**TEXT FOR ANALYSIS:**
Soils can sequester large amounts of carbon*. "Soil organic carbon is the largest reservoir in interaction with the atmosphere," reports the United Nations Food & Agriculture Organisation. (Vegetation 650 gigatons, Atmosphere 750 gigatons, Soil 1500 gigatons). Poor management of the world's soils in the past 200 years has seen soil carbon levels severely depleted in many regions. Grazing land alone comprises more than 60% of the total land surface of the world. Any incremental change in carbon levels through improved soil management on such a scale could have a massive impact on atmospheric CO2 stocks.

Soils used for C sequestration would reach their carbon saturation point within that 50-year window of opportunity. But they will have done the job until alternatives come on stream.

There are two more links in the chain between you and saving the world from the worst of Global Warming. Link #1 is the motivation to get conservative farmers to make radical changes to their farm practices. The income derived from selling carbon credits would be sufficient incentive to change for most farmers if prices were in the range currently being achieved under the Kyoto Agreement.

Link #2 is the mechanism which can make such trade possible - the measurement, monitoring and verification of amounts of carbon sequestered in soils. Here the spotlight falls upon you. The world needs a reliable, bankable methodology that will be acceptable to markets. Currently the ruling paradigm states that it can't be done: soil carbon levels are in such flux that they can swing wildly from one side of a field to another, from furrow to furrow, from day to day.

Consider this: Before Columbus, educated Europeans thought the earth was flat. Before Copernicus, educated Europeans thought the Sun revolved around the Earth. These old paradigms were fiercely defended by the establishment. There will come a day when soil carbon measurement will be a problem solved and the world will reap the benefits.

**RAW DATA:**

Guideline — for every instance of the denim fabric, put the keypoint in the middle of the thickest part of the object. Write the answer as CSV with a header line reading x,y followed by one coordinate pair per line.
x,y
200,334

**PROBLEMS AND TASKS:**
A. From the passage on soil carbon, list each carbon reservoir it names together with the amount given for it.
B. Condense the paragraph of the passage on soil carbon that begins "Link #2 is the mechanism" into a shorter version that keeps its main facts.
The data above has no connection to the passage on soil carbon.

**ANSWERS FOR THIS EXERCISE:**
A.
- Vegetation: 650 gigatons
- Atmosphere: 750 gigatons
- Soil: 1500 gigatons

B. Link #2 is the means of trading soil carbon: measuring, monitoring and verifying how much carbon soils sequester. Here the reader is responsible, because markets need a reliable, bankable method. The prevailing view holds that this is impossible, since soil carbon levels fluctuate widely across a field, between furrows and from day to day.